→ **YOUR TASK**
Filter the material below so that only the lines containing the string "Example" remain, and copy those lines.

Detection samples
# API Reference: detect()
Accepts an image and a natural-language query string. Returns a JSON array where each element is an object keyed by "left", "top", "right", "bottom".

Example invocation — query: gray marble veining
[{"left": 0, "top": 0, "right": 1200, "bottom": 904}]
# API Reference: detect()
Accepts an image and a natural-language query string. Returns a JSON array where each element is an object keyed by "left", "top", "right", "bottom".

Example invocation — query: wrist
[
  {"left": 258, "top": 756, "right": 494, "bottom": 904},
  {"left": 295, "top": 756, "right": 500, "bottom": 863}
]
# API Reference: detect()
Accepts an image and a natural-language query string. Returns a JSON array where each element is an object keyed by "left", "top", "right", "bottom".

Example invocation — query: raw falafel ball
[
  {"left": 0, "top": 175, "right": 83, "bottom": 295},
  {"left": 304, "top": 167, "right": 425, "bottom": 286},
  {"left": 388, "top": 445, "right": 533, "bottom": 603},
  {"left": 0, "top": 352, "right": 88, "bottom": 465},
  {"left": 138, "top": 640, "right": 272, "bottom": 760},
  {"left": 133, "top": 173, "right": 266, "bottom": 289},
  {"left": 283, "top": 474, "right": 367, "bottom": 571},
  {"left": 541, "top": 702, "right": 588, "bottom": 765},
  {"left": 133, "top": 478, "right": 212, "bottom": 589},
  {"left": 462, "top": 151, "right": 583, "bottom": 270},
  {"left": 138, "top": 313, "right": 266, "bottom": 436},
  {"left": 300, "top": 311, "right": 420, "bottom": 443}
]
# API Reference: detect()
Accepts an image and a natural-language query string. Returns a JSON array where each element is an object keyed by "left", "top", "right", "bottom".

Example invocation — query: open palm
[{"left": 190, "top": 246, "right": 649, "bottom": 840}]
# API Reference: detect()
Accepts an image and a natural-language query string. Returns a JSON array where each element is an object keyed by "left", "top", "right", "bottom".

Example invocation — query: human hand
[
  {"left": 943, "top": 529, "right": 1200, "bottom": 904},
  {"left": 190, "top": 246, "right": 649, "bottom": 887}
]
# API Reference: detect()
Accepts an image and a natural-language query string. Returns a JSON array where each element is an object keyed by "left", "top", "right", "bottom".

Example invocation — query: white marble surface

→ **OUTPUT FOR THIS TASK**
Example invocation — query: gray marble veining
Example invocation — query: wrist
Example invocation — query: raw falafel ball
Example invocation — query: open palm
Example invocation — query: human hand
Example invocation — query: white marble surface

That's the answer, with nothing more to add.